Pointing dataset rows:
━━━━━━━━━━━━━━━━
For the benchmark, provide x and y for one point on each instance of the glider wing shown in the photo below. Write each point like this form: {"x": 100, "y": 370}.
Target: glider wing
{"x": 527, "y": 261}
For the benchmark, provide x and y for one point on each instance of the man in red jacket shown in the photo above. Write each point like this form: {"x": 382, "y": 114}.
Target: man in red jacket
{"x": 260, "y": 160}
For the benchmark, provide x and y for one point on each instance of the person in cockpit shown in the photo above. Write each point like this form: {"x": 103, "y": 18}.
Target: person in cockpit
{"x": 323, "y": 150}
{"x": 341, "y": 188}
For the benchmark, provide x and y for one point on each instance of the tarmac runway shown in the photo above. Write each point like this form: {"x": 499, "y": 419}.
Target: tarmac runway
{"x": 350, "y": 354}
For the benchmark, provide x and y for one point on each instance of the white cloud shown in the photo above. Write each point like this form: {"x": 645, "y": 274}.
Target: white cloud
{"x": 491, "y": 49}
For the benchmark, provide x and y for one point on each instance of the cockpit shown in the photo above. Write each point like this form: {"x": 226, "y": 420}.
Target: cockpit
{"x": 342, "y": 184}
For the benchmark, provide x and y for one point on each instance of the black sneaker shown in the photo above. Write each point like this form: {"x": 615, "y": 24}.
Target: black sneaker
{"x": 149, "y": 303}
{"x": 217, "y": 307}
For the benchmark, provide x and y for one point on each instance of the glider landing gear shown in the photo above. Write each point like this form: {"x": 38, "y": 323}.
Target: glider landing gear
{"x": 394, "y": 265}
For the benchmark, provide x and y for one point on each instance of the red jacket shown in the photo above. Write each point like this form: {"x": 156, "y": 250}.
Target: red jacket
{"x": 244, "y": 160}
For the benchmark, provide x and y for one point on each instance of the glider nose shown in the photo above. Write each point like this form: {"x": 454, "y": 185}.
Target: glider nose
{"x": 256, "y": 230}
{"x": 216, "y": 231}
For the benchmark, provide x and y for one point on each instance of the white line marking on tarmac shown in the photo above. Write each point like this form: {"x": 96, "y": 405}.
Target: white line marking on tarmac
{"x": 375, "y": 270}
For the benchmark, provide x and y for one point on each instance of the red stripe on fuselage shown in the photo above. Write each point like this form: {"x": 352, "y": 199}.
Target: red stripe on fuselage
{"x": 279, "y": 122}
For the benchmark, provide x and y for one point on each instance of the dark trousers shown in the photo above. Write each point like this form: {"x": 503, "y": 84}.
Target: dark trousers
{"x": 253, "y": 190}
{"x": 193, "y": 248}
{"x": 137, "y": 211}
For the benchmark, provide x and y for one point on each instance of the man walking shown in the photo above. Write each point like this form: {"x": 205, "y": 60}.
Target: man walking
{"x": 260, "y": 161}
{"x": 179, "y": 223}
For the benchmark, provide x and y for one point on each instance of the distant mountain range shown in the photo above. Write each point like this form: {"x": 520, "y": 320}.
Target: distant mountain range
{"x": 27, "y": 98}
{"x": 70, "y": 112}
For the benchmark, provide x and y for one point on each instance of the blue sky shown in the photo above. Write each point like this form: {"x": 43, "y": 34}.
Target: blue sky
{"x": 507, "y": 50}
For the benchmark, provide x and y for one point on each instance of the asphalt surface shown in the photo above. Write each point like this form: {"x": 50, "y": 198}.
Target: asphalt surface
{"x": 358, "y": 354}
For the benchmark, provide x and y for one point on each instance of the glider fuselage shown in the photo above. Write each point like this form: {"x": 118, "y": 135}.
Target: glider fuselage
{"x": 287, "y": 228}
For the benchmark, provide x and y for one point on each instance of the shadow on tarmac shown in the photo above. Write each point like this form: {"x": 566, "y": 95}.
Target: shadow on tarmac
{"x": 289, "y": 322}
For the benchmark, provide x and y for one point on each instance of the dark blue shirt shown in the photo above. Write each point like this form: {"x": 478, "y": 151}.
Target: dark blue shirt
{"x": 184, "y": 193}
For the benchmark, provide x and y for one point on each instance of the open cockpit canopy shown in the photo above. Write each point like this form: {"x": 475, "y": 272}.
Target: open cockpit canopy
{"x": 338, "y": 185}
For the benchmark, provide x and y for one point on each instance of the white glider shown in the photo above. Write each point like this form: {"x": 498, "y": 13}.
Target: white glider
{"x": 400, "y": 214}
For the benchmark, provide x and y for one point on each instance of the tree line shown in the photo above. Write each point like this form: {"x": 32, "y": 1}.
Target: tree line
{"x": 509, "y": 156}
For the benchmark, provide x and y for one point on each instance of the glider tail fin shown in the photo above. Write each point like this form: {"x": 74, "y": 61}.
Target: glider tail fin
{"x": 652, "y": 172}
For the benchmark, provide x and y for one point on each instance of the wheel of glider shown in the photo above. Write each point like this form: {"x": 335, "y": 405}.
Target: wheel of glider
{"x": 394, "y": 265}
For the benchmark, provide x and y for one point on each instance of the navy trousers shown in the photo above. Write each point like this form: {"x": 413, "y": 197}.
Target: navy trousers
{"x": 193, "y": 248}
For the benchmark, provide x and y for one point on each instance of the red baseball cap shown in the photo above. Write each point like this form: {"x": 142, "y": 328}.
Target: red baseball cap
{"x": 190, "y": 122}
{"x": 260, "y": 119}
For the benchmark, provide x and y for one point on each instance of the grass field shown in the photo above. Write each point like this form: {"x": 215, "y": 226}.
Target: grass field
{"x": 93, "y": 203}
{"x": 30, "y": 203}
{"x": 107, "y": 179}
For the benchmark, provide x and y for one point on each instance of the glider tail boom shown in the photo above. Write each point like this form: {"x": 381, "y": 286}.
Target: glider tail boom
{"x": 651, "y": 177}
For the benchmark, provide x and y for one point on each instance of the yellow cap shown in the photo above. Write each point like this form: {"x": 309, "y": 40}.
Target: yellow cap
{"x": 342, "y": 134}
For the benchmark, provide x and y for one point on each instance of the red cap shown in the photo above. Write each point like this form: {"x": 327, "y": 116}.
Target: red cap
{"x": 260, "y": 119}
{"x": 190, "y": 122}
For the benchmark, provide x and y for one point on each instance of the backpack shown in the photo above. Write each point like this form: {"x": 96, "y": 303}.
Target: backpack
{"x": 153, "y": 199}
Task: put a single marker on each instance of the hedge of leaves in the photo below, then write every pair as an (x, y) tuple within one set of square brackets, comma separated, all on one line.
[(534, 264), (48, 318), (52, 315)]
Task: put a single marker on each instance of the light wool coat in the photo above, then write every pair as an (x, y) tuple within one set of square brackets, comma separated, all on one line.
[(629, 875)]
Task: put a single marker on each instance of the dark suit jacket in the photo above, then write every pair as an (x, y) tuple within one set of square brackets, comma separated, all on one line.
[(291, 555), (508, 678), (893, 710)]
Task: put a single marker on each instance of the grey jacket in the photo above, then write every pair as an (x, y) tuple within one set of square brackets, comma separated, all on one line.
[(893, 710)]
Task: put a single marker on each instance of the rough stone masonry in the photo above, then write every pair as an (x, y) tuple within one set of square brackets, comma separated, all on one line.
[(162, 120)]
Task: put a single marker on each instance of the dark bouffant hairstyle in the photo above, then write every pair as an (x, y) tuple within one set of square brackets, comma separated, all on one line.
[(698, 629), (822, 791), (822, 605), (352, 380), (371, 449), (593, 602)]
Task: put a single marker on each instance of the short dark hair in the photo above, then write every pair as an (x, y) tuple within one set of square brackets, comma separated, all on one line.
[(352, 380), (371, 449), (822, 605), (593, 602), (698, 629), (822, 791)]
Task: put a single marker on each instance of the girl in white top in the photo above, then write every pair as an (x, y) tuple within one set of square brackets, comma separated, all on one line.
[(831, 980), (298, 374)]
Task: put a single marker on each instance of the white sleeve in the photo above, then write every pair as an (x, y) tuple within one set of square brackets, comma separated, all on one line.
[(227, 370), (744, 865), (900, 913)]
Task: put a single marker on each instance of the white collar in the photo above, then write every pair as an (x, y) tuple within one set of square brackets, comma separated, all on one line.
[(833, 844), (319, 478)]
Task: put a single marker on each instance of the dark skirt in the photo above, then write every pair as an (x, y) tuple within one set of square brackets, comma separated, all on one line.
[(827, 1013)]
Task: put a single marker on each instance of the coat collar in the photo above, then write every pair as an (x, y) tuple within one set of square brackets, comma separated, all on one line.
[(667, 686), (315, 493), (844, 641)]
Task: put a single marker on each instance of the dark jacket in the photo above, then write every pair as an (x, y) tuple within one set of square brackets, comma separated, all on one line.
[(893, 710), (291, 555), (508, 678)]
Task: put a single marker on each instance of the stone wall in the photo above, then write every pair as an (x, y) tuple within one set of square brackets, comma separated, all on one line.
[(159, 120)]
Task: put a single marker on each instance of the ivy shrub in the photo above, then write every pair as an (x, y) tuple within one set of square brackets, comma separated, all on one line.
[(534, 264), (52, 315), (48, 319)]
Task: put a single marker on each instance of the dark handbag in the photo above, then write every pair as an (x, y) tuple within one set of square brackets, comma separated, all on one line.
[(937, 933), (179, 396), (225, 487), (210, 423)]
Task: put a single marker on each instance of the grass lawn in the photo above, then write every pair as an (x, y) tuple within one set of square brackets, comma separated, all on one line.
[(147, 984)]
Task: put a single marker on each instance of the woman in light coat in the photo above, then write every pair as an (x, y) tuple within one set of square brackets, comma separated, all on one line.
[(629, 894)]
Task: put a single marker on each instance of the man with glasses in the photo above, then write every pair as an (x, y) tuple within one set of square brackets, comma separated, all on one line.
━━━━━━━━━━━━━━━━
WRITTEN PROBLEM: Can you copy the rows from the line with "the dark jacket" up to and including the line with "[(893, 710), (291, 555), (508, 678)]", character for character?

WORKED SOLUTION:
Task: put a single marker on each instance of the dark jacket in the photo above, then write every pair as an (x, y) tuple within one set of square brackets, comma separated, all on one line.
[(893, 710), (291, 555), (508, 678)]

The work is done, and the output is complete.